Start of DATA ROWS

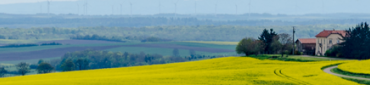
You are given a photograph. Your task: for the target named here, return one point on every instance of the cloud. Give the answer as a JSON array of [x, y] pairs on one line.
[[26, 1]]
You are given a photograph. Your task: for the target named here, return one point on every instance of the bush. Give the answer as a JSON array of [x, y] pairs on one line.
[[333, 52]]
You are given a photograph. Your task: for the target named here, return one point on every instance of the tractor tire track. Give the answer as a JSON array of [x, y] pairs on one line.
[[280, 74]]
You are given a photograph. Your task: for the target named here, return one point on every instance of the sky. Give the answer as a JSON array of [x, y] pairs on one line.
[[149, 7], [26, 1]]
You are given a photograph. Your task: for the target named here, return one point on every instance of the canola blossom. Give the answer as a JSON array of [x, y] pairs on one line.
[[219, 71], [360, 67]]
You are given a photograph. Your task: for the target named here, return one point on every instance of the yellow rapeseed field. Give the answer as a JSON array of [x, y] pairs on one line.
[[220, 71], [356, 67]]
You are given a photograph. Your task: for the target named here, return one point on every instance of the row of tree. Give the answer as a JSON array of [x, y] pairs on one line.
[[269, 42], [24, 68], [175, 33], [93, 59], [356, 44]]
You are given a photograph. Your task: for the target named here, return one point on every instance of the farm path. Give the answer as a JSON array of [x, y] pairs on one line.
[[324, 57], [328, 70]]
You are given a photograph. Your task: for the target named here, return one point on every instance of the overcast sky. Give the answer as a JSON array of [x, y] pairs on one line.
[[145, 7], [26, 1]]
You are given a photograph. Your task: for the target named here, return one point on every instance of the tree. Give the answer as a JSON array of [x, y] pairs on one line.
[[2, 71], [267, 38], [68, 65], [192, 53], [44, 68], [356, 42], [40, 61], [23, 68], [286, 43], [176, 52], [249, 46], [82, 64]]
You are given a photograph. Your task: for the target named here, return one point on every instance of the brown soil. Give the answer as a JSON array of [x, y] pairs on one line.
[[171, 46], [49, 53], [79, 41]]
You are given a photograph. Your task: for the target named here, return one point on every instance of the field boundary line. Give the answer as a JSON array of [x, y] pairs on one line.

End of DATA ROWS

> EXERCISE TASK
Could you write out the material again with every "photograph" switched to "image", leaving everything else unchanged and the pictures out?

> THE REPLY
You are given a image. Your task: for the target named here, return one point on every instance of the cloud. Give the answer as a JSON array of [x, y] pairs on one line.
[[26, 1]]
You are given a image. Your task: for the target named here, return one point on every instance of the bush. Give the answer as a JSON array of [x, y] pairs on one line.
[[333, 52]]
You are given a image. Your task: for the target named here, return one point on every instance of the tractor tire track. Give the answer as a JSON array of [x, y] pairs on one line.
[[280, 74]]
You are given a image. Your task: for the target named here, return one point on every instance of the sky. Give the answer as a JSON array of [x, y] pairs on one line.
[[149, 7], [26, 1]]
You are given a image. Your task: for the target named here, return one point on every instance of the canola blossom. Give the answer as a JSON array of [x, y] pairs on one line.
[[219, 71], [360, 67]]
You are given a image. Your task: for the target named here, return one point on every instance of the yellow rapeseed field. Give the answer as a JSON array of [x, y] pairs on one line.
[[220, 71], [356, 67]]
You are given a image. Your task: for the target named here, return one point on every instance of the row of tree. Give the answer as a JSON array of [x, y] pairs on one line.
[[269, 42], [24, 68], [175, 33], [93, 59], [356, 44]]
You are given a image. Your task: for the target named here, return one point on every instance of the farm path. Give the answer as a JSON array of [x, y] pairs on one line.
[[324, 57], [328, 70]]
You are given a image. Your task: for the target named here, return one point on every instance of the overcast sky. Give the answer as a JSON array of [x, y] pairs on one line.
[[145, 7], [26, 1]]
You are given a image. Your task: for the target named here, return one point on every instance of the tree. Give the answer as a JSON array of [x, y] pairs on one line.
[[2, 71], [267, 38], [68, 65], [192, 53], [44, 68], [356, 42], [40, 61], [23, 68], [286, 43], [176, 52], [249, 46], [82, 64]]
You are given a image. Your task: for the target named here, return one point on every instance of the brown soil. Give the answer as a JSON array of [x, y] pairs on one line.
[[171, 46], [49, 53], [79, 41]]
You are given a image. Your task: for the target named here, return one point on every instance of the field boundary line. Give the answer as a JSON array of [x, y] pairs on one line.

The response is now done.